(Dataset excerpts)
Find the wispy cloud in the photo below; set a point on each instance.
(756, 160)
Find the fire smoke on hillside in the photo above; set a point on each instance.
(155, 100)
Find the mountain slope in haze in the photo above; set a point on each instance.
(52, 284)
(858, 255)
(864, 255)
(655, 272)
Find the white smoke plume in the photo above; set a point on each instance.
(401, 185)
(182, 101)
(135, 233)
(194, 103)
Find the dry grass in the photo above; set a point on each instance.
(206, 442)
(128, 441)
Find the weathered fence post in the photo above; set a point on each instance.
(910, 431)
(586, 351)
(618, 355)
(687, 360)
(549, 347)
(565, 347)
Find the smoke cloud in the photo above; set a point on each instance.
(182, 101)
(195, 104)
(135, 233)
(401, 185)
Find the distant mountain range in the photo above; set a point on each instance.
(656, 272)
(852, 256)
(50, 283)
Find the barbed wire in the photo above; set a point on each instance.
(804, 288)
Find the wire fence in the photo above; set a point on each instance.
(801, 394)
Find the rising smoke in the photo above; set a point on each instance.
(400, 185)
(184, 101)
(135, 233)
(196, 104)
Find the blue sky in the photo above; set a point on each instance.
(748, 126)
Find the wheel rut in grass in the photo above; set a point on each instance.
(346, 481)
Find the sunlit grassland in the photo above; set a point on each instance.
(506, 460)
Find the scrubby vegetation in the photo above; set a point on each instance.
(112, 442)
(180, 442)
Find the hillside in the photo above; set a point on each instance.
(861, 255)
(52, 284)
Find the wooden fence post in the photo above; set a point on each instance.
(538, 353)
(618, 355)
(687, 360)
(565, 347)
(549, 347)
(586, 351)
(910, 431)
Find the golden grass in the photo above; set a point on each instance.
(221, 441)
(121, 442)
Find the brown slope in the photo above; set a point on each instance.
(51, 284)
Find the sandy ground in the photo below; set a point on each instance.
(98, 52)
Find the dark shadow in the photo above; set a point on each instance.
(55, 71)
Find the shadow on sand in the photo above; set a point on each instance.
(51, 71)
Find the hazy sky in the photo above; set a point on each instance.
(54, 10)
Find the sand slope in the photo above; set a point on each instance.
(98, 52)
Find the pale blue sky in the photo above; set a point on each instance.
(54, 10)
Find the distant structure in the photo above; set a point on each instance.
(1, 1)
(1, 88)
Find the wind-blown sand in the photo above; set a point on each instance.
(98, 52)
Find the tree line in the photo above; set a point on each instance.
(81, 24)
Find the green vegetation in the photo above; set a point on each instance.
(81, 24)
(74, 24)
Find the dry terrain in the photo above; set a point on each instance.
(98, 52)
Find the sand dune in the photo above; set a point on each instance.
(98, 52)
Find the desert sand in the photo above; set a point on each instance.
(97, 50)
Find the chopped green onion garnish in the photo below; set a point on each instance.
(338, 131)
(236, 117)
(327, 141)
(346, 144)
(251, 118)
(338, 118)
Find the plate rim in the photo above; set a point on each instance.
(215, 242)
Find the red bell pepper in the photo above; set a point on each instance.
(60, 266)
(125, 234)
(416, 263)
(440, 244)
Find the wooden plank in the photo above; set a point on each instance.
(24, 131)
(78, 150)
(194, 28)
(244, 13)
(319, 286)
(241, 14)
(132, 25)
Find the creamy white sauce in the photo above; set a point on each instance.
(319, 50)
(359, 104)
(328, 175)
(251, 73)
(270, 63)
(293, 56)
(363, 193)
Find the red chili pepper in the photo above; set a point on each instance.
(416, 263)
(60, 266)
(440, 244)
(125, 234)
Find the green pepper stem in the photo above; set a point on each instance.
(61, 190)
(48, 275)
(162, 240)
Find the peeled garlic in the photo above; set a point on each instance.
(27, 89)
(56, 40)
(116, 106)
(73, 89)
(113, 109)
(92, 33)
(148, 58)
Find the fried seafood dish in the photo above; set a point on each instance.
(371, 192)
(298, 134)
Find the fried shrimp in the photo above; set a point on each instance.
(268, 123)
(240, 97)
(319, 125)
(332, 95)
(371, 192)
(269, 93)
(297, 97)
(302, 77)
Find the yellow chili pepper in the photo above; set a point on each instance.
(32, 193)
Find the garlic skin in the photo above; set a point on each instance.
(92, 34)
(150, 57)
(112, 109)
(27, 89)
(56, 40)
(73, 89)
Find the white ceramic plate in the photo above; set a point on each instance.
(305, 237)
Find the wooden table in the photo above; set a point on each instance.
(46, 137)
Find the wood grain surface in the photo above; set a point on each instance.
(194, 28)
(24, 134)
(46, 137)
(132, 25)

__Exercise goal__:
Your response should consist of the data above, duplicated exactly.

__Solution__:
Find the wispy cloud in the photo below; set a point on each instance.
(756, 160)
Find the fire smoke on hillside in the photo above; set a point on each instance.
(155, 100)
Find the mountain slope in haze in the photo above; set a point on each instance.
(52, 284)
(858, 255)
(864, 255)
(655, 272)
Find the white smoke plume in the photo above; set a point on each instance.
(401, 185)
(182, 101)
(135, 233)
(194, 103)
Find the dry grass in the photo above; set a point on each instance.
(206, 442)
(128, 441)
Find the weathered fence post in the photo above; set a point on each instance.
(910, 431)
(586, 351)
(618, 355)
(687, 360)
(549, 347)
(565, 347)
Find the smoke cloud in the photo above; set a point on each instance.
(182, 101)
(195, 104)
(135, 233)
(401, 185)
Find the distant mountain range in the photo above; set a point on each instance.
(656, 272)
(852, 256)
(50, 283)
Find the barbed wire in the photo above; set a point on each instance.
(804, 288)
Find the wire fence in the photo above; set a point on each instance.
(801, 394)
Find the rising smoke in the photo above; set a point on each instance.
(400, 185)
(184, 101)
(135, 233)
(196, 104)
Find the blue sky in the photo above; set a point on each instance.
(748, 126)
Find the wheel rut in grass in the photo above; set a point on each instance.
(346, 481)
Find the sunlit grassland in the photo above; set a point on each instance.
(506, 460)
Find the scrubby vegetation in the photo above; set a point on each instance.
(112, 442)
(180, 442)
Find the hillside in the photo above; set a point on each instance.
(861, 255)
(52, 284)
Find the wooden fence post in the photo above; set a point on each instance.
(538, 353)
(618, 355)
(687, 360)
(565, 347)
(549, 347)
(586, 351)
(910, 431)
Find the golden grass in the photo above; set a point on each instance.
(221, 441)
(121, 442)
Find the brown slope in the photo above; set a point on each instance.
(51, 284)
Find the sandy ground in the photo below; set a point on each instance.
(98, 52)
Find the dark shadow in the photo above; set a point on each instance.
(55, 71)
Find the shadow on sand in the photo above; set a point on each instance.
(51, 71)
Find the hazy sky in the photo above; set a point on each instance.
(54, 10)
Find the sand slope in the photo above; set a point on each instance.
(98, 52)
Find the pale blue sky in the photo above; set a point on each instance.
(54, 10)
Find the distant structure in the photo above; set a point on each instance.
(1, 1)
(1, 88)
Find the wind-blown sand in the photo above; set a point on each instance.
(98, 52)
Find the tree line in the photo above; set a point on each instance.
(81, 24)
Find the green vegetation in the photo above; set a point on each instance.
(81, 24)
(74, 24)
Find the dry terrain in the photo above; set a point on each instance.
(98, 52)
Find the sand dune in the photo above; set a point on each instance.
(98, 52)
Find the desert sand in the photo above; set a point on each instance.
(97, 50)
Find the chopped green onion garnish in the photo below; set a point on each instance.
(338, 131)
(236, 117)
(327, 141)
(346, 144)
(251, 118)
(338, 118)
Find the plate rim in the photo above; set a point on each instance.
(215, 242)
Find the red bell pepper in the photo above; set a point on each instance.
(60, 266)
(125, 234)
(416, 263)
(440, 244)
Find the wooden plank in the photo above; set a point on each instance.
(24, 131)
(78, 150)
(194, 28)
(244, 13)
(319, 286)
(241, 14)
(132, 25)
Find the creamy white sauce in the photo above; set a point on each instance.
(319, 50)
(359, 104)
(328, 175)
(251, 73)
(270, 63)
(293, 56)
(363, 193)
Find the red chili pepper in the photo above; set a point on each instance.
(416, 263)
(60, 266)
(440, 244)
(125, 234)
Find the green pepper stem in the photo above; set a point on each instance.
(61, 190)
(48, 275)
(162, 240)
Find the peeled garlic in the photo above; set a point on each instance.
(27, 89)
(56, 40)
(116, 106)
(73, 89)
(113, 109)
(92, 33)
(148, 58)
Find the fried seafood dish in the photo above; set a point on each instance.
(371, 192)
(298, 134)
Find the fried shrimp in the photo above; set a point on each instance.
(268, 123)
(240, 97)
(319, 125)
(332, 95)
(371, 192)
(269, 93)
(297, 97)
(302, 77)
Find the yellow chili pepper in the photo above; set a point on each instance.
(32, 193)
Find the garlic skin in the photo above; set a point on each instance.
(92, 34)
(150, 57)
(112, 109)
(27, 89)
(56, 40)
(73, 89)
Find the white ceramic plate in the photo above; set a point on each instance.
(305, 237)
Find the wooden table in the photo above; set a point on each instance.
(46, 137)
Find the wood grain surface in the photo above; set a point on each instance.
(194, 28)
(24, 134)
(46, 137)
(132, 25)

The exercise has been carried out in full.